PROBLEM DETAILS:
Below are some entries. Reproduce them word for word.

DATA FOR ANALYSIS:
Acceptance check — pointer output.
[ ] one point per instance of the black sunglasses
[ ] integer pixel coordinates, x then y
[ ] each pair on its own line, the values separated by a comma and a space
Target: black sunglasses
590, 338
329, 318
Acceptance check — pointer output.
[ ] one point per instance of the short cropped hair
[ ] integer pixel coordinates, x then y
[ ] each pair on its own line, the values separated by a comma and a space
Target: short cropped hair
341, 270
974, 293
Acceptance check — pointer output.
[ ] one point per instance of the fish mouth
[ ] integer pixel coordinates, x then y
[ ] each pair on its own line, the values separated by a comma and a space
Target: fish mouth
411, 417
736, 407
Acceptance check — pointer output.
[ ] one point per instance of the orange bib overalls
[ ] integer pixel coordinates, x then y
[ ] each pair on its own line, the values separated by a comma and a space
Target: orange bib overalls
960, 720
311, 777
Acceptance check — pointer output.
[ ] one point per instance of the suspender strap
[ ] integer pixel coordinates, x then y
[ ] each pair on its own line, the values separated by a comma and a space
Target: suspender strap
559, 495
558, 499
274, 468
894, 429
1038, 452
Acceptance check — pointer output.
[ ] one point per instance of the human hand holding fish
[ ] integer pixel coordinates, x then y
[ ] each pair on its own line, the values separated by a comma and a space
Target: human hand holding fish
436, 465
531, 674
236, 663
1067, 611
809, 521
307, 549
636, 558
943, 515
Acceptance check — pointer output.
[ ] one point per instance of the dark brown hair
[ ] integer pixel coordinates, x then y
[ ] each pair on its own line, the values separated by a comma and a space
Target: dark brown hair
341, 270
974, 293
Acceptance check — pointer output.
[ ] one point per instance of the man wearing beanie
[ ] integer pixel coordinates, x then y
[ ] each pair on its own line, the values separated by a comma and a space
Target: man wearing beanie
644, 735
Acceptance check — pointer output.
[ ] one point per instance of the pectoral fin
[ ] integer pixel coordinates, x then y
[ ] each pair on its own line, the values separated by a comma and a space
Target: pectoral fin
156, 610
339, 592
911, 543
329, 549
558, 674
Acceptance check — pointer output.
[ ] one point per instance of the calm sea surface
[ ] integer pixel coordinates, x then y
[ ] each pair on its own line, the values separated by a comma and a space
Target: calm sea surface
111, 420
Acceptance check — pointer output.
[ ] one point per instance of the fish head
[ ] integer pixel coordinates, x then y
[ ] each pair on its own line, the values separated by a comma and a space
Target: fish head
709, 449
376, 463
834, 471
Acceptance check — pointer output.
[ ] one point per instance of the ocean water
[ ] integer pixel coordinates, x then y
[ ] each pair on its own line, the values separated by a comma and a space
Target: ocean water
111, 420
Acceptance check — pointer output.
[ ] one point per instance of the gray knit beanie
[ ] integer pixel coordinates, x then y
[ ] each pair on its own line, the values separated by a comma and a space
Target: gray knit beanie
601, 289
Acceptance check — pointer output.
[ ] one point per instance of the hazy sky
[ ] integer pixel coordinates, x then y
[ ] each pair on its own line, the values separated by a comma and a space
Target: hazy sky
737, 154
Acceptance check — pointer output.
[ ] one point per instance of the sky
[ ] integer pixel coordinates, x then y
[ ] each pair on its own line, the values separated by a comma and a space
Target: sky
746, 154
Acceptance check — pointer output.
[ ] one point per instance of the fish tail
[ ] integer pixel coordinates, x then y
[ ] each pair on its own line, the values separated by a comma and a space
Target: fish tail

ANSWER TO THE PROBLEM:
Acceptance check — pointer output.
[ ] one point per instance of the black sunglasses
[ ] integer pixel coordinates, x then y
[ ] each pair on its own line, the values separated by a comma and a space
Target: black sunglasses
590, 338
329, 318
Acceptance check — pointer output.
[ ] one point per instance of the short cropped hair
[ ] integer pixel coordinates, x then y
[ ] each pair on its own line, the values separated by a comma and a space
Target: short cropped hair
341, 270
974, 293
Acceptance check — pointer output.
[ ] one point per instance of the fish mouth
[ ] integer pixel coordinates, x then y
[ ] each pair on its own line, the values separated by a comma and a space
Target: fish mouth
411, 417
736, 407
Acceptance check — pointer output.
[ ] one point per instance of the orange bib overalls
[ ] integer pixel coordinates, x then y
[ ] each pair on its own line, the values separated by a comma and a space
Target: orange bib overalls
960, 720
311, 777
Acceptance check — pointer output.
[ ] one point per instance of the suspender strap
[ ] integer pixel coordinates, x then y
[ ] each pair on its own line, the values separated by a comma and a space
Target: suspender strap
559, 495
558, 499
274, 468
894, 429
1038, 452
Acceptance check — pointer output.
[ ] one point per instance of the human hand holding fish
[ ] integer pixel coordinates, x then y
[ ] each pair on its own line, the values separated by a comma and a space
Target: human hand holding fish
436, 465
531, 674
236, 663
1067, 611
809, 521
307, 549
636, 558
943, 515
Acceptance check — pointer output.
[ ] one point per instance of the dark brown hair
[ ] integer pixel coordinates, x then y
[ ] each pair on its own line, the values separated by a comma and a space
Target: dark brown hair
341, 270
974, 293
Acceptance check — pointer output.
[ ] one point per instance of the man wearing beanie
[ ] integer pixel coordinates, x then y
[ ] each pair on its own line, the values separated by a comma and a space
Target: man wearing beanie
644, 735
Acceptance check — pointer output.
[ ] one point per instance of the pectoral fin
[ ] integer pixel coordinates, x then y
[ ] each pair on its own line, the values separated by a comma and a space
Target: pectoral fin
156, 610
339, 592
911, 543
329, 549
558, 674
Acceptance check — pointer output.
[ ] one point per instance of the calm sea surface
[ ] integer pixel coordinates, x then y
[ ] each pair on its own line, the values separated by a comma and a space
Target: calm sea surface
111, 420
Acceptance check — pointer output.
[ ] one point per instance of the fish head
[ ] integer pixel coordinates, x then y
[ ] each pair on its own line, the values separated by a comma and a space
Target: fish head
709, 449
376, 463
834, 471
Acceptance check — pointer output.
[ ] one point per instance of the ocean water
[ ] integer pixel coordinates, x then y
[ ] each pair on its own line, the values separated by a comma and a space
Target: ocean water
111, 420
Acceptance check — pointer output.
[ ] one point per instance of the gray knit beanie
[ ] integer pixel coordinates, x then y
[ ] each pair on its own line, the values separated by a comma and a space
Target: gray knit beanie
601, 289
Acceptance check — pointer output.
[ ] one point per instance of the hazy sky
[ ] integer pixel coordinates, x then y
[ ] each pair on its own line, the values separated by a comma and a space
Target: hazy sky
737, 154
Acceptance check — pointer output.
[ ] one point per instance of the sky
[ ] integer pixel coordinates, x then y
[ ] each pair on its own line, the values separated by a comma and a space
Target: sky
746, 154
Acceptance check — pointer output.
[ ] one point per instance of the fish tail
[ ] integer pixel coordinates, x then y
[ ] each pair on its own line, the values separated by a comma and a space
Target: fish tail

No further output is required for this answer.